§ Directions
Return every line of the material below that contains the string "person". Matching is case-sensitive.

§ Raw records
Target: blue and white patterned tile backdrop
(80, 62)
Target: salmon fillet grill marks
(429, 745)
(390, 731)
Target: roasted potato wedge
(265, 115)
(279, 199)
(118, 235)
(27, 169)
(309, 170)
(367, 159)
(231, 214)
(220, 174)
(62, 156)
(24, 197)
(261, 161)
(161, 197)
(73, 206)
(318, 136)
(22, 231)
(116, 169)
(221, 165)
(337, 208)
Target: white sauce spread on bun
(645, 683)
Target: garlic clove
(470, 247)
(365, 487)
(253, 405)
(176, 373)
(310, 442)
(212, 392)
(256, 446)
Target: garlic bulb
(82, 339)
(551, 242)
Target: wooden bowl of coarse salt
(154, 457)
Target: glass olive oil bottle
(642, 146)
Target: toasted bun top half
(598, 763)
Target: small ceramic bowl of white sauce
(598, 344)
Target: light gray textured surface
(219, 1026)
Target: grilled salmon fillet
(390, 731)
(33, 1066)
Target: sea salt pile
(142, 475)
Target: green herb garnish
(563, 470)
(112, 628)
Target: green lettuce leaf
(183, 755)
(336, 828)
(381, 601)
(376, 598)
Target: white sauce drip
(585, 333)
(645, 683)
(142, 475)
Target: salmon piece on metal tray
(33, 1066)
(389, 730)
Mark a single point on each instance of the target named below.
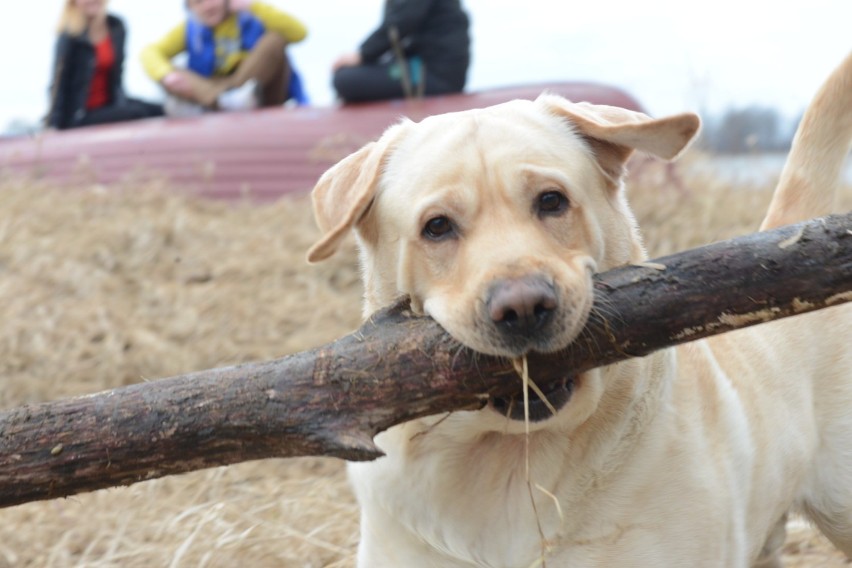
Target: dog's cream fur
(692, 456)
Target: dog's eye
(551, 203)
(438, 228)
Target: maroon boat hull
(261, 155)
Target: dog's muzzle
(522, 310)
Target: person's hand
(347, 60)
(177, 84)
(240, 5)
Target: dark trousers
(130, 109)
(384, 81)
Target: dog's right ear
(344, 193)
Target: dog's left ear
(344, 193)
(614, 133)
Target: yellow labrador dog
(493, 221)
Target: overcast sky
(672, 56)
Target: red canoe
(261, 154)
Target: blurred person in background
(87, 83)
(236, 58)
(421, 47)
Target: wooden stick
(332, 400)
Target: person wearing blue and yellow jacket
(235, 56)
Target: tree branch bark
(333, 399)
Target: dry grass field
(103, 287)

* * *

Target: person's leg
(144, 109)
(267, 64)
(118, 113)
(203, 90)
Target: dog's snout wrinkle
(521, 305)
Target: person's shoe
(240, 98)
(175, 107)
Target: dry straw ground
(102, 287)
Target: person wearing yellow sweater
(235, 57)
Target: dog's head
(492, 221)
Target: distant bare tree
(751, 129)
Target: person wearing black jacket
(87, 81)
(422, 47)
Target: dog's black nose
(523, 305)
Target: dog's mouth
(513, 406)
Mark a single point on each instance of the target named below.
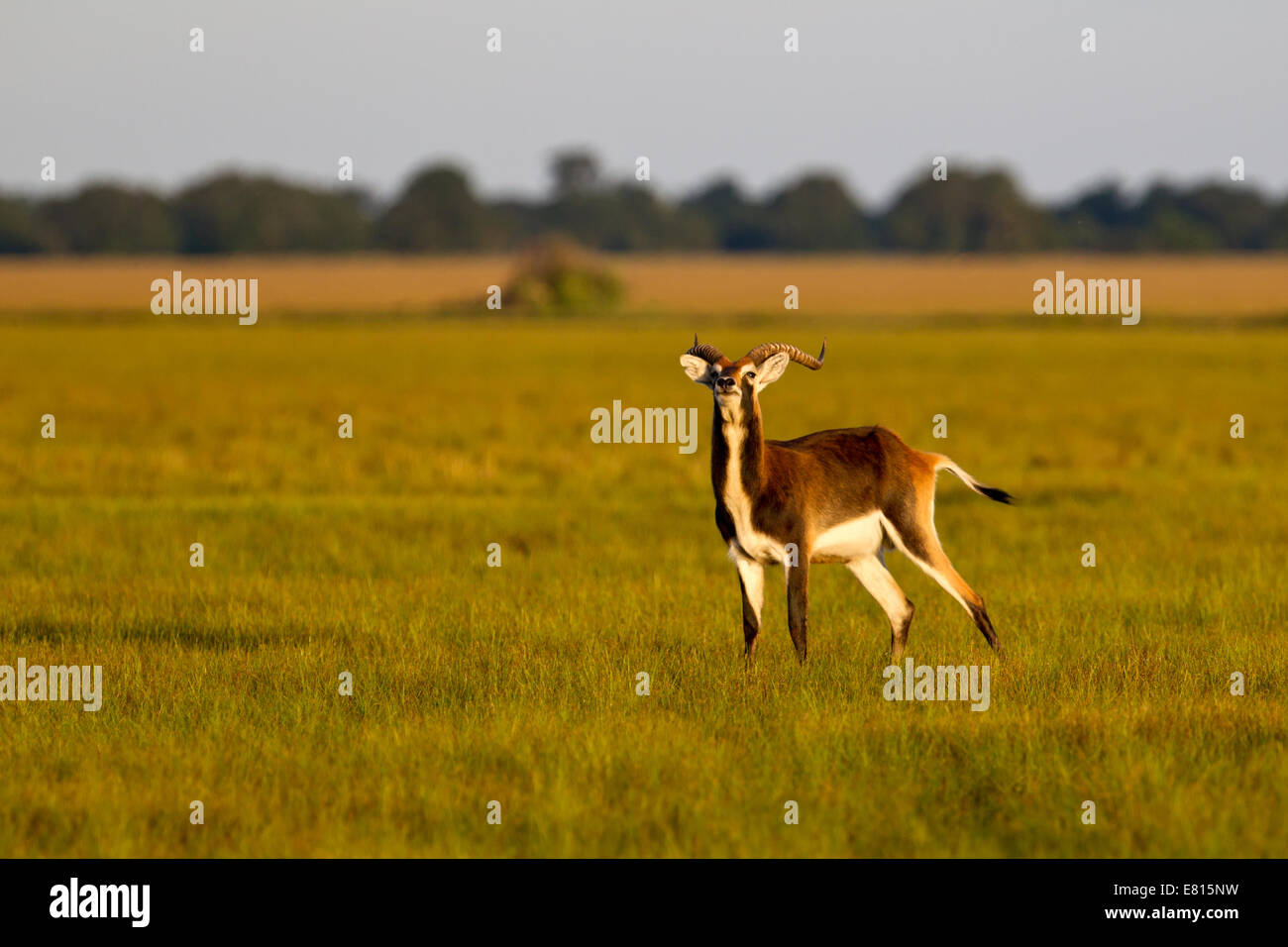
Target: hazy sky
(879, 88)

---

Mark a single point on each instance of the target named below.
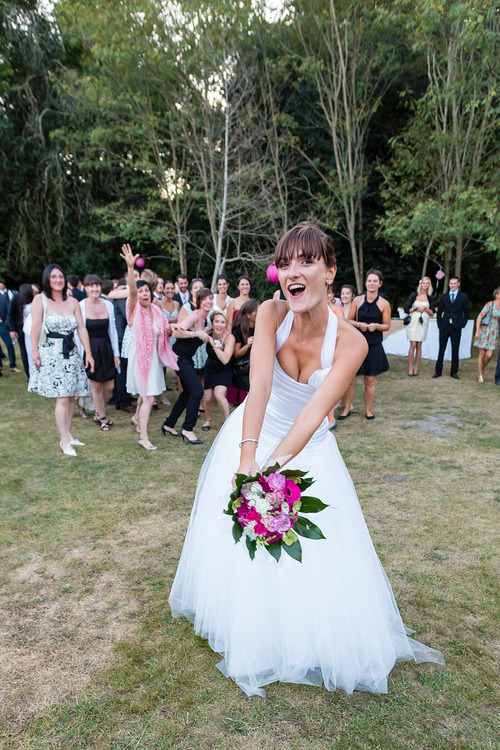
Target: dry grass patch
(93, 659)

§ Expected answer
Target: person's hand
Target: blurred person in background
Target: person wearing blue and yellow jacket
Target: person's leg
Target: person's shoe
Target: person wearing yellow sweater
Target: person wearing black jacket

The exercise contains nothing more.